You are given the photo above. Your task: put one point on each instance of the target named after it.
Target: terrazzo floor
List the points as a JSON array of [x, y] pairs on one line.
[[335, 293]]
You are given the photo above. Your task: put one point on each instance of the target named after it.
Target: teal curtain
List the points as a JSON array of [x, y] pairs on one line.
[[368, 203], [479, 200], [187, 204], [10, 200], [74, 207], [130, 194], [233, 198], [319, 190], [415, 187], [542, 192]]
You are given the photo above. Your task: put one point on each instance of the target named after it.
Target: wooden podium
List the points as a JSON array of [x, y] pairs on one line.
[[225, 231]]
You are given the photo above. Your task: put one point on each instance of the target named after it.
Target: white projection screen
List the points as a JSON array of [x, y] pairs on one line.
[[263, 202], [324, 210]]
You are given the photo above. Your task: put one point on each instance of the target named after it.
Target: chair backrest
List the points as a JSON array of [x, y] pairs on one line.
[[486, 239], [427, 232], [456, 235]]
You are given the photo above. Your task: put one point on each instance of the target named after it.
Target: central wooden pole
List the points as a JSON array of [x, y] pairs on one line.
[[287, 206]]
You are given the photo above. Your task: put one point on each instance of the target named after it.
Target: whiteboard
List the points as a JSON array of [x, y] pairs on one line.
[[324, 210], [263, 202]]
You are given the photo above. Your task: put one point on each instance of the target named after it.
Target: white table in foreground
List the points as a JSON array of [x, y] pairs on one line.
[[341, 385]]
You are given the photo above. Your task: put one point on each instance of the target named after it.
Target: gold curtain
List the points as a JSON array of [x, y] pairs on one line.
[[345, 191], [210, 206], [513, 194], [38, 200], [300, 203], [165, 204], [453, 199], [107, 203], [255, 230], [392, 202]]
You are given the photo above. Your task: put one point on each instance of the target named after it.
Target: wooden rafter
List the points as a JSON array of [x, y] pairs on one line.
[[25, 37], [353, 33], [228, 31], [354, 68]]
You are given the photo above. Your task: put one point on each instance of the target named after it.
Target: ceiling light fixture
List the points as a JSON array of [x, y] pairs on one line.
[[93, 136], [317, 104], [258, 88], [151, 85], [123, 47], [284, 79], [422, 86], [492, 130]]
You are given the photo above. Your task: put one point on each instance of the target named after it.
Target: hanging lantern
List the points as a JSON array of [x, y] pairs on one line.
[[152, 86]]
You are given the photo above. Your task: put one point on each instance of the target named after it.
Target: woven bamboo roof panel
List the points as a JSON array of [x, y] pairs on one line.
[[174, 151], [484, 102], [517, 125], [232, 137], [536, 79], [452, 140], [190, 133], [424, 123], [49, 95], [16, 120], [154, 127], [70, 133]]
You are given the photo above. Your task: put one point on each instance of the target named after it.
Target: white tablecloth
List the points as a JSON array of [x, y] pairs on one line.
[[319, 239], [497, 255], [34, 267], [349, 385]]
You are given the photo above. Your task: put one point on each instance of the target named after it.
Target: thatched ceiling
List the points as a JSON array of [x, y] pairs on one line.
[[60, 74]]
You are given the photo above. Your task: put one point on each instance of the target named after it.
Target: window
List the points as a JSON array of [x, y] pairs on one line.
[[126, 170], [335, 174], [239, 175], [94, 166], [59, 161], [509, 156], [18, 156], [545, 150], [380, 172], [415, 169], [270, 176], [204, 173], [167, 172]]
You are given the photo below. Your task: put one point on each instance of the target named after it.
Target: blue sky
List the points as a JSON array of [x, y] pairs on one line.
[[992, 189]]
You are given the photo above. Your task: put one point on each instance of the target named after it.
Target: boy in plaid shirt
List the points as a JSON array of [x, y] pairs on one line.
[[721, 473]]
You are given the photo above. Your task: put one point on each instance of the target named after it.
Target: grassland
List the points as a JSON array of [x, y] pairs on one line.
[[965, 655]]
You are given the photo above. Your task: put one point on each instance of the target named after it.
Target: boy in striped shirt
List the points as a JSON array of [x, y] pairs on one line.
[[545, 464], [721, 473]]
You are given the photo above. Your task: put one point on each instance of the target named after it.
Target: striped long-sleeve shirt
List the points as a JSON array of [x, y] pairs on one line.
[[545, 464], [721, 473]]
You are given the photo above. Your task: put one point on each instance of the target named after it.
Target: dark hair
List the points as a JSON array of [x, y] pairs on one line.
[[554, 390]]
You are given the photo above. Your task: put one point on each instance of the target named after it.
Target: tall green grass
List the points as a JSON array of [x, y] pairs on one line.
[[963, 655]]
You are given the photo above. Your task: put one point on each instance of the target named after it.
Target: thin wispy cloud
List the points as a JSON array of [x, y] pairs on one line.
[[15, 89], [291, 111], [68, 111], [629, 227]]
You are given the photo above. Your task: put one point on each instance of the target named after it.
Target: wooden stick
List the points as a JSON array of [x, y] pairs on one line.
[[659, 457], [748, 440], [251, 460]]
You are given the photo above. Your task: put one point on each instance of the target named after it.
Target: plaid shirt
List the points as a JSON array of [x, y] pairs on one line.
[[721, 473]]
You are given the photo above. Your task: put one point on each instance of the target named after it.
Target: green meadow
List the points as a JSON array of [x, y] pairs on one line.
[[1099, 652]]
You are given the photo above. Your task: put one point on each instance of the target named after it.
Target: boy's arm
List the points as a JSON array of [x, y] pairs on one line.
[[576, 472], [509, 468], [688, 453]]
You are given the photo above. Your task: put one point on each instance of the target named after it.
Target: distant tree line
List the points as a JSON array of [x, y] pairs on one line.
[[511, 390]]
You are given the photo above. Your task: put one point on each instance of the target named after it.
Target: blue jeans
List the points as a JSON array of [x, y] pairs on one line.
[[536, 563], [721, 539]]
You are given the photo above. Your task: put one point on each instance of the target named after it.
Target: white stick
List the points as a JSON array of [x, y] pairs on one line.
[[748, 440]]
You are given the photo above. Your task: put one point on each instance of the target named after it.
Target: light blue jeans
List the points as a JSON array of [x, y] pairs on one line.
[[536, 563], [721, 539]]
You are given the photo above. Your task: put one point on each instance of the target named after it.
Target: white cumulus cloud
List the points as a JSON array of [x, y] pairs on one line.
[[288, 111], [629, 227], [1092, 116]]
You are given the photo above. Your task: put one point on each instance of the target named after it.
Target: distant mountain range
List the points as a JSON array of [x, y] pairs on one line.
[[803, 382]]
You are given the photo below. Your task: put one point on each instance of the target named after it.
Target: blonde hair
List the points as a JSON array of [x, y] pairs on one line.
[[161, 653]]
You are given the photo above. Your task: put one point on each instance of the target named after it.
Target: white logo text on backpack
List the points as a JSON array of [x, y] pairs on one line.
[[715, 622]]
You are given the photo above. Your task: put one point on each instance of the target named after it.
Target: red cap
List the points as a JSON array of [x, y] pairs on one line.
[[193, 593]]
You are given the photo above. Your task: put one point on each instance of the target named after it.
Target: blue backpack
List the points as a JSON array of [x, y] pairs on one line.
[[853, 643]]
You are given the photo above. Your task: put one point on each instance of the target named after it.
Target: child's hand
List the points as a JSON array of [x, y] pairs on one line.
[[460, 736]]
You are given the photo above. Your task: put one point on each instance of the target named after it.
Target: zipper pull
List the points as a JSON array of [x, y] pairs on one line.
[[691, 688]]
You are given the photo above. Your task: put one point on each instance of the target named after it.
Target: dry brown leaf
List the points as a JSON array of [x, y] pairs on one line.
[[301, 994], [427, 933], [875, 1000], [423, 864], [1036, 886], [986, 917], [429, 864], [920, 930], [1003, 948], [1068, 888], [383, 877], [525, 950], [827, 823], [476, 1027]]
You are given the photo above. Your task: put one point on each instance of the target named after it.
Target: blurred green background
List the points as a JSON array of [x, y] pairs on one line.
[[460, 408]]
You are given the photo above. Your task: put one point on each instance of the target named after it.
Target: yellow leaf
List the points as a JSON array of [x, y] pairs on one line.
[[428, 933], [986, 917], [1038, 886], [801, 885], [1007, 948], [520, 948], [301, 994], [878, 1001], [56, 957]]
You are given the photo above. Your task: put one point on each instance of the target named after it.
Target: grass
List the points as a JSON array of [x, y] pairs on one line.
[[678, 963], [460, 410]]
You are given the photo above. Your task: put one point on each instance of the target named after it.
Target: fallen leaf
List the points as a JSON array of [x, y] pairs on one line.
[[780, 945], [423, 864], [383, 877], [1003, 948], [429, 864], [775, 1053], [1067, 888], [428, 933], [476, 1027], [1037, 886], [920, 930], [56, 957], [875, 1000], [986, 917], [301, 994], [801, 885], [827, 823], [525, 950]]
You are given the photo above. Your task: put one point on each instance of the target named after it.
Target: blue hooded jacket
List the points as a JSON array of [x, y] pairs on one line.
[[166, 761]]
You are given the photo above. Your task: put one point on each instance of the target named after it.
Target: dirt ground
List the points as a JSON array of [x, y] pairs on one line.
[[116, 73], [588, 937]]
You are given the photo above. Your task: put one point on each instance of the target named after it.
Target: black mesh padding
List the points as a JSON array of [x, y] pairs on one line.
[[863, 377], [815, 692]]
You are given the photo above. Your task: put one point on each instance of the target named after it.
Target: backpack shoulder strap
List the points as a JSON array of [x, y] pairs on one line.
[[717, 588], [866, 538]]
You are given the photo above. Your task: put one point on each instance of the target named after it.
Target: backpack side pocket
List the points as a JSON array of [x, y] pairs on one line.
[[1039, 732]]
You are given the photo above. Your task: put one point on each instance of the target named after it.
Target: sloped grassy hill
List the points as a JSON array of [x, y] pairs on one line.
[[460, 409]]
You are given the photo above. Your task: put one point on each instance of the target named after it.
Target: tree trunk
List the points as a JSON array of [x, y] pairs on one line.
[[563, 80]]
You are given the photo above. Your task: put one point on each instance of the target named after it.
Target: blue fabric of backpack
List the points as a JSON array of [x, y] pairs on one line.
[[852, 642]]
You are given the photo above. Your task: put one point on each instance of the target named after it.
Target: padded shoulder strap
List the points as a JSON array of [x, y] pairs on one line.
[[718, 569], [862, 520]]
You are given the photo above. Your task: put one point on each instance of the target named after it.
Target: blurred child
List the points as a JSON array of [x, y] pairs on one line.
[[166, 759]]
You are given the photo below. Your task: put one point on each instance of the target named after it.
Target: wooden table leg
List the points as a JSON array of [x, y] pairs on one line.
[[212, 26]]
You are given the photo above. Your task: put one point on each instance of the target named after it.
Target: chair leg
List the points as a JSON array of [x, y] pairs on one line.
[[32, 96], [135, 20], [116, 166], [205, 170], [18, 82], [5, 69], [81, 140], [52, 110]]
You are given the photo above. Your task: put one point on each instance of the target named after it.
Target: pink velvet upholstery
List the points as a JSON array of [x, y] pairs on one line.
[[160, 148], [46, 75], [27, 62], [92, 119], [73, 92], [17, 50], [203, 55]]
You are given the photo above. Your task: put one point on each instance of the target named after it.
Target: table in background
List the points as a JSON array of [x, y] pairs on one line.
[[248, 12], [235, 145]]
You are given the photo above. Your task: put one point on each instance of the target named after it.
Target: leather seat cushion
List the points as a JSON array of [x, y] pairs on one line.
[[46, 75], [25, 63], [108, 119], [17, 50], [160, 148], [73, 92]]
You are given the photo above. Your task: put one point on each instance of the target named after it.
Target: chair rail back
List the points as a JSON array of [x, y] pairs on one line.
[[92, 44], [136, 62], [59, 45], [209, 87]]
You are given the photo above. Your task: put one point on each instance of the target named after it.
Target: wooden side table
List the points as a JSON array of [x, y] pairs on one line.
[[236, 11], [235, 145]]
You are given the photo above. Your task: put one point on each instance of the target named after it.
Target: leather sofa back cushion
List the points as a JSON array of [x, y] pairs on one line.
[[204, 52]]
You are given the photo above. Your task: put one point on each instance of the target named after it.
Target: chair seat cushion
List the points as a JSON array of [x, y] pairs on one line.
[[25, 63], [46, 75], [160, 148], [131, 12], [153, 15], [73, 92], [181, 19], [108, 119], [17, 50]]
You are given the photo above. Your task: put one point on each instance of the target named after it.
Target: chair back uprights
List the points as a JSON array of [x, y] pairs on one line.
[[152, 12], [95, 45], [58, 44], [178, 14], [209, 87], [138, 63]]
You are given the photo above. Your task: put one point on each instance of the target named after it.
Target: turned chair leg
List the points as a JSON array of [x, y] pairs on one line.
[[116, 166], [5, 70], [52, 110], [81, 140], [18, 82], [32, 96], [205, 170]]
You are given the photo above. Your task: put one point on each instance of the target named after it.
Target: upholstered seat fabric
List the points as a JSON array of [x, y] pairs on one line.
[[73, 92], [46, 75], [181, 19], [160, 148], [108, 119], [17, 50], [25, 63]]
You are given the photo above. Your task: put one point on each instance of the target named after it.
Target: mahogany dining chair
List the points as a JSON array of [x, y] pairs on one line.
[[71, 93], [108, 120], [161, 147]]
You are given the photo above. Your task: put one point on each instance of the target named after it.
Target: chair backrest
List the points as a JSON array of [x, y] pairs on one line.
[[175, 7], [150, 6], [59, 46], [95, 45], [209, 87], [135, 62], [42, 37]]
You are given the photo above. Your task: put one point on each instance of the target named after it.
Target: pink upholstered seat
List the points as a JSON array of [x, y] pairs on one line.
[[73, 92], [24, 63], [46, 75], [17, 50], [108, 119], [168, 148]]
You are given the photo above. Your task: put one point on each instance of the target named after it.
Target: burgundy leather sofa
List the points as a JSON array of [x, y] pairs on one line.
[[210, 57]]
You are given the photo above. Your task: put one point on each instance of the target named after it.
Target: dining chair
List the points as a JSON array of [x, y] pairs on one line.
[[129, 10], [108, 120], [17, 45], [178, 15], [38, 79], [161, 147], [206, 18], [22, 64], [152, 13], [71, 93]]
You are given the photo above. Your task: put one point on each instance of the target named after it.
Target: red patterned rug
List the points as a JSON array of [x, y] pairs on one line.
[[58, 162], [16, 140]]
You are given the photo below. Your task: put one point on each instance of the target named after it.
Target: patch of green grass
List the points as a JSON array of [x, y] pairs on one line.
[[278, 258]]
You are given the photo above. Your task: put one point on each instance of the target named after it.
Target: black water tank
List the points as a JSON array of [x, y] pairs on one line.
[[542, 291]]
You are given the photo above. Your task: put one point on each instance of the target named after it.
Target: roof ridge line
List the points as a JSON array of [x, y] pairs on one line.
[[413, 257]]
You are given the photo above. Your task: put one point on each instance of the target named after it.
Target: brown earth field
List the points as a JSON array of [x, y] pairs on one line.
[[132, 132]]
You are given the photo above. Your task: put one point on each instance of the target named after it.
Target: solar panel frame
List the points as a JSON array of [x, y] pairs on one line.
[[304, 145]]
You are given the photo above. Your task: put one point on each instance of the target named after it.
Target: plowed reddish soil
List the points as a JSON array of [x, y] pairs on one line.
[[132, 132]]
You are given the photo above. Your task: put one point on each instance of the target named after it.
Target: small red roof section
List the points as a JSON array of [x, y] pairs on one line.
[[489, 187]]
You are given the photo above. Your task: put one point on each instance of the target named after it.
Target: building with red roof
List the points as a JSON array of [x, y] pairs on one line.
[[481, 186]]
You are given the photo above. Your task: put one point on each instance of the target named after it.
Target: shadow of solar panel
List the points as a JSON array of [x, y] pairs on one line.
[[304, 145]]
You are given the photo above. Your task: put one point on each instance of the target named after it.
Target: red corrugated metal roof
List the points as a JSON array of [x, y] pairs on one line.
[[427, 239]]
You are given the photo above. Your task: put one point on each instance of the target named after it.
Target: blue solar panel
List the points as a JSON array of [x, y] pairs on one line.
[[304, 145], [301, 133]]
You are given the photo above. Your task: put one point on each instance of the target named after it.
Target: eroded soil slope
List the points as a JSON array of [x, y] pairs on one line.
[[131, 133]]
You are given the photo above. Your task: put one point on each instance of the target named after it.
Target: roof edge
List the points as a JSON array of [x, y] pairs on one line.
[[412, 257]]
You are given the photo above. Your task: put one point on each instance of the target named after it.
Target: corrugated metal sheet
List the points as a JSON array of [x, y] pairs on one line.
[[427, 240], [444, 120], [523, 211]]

====================

Work required: Locate each line above that contains the word "upholstered" and copy those lines.

Full response:
Target: upholstered seat fabric
Target: pink upholstered seat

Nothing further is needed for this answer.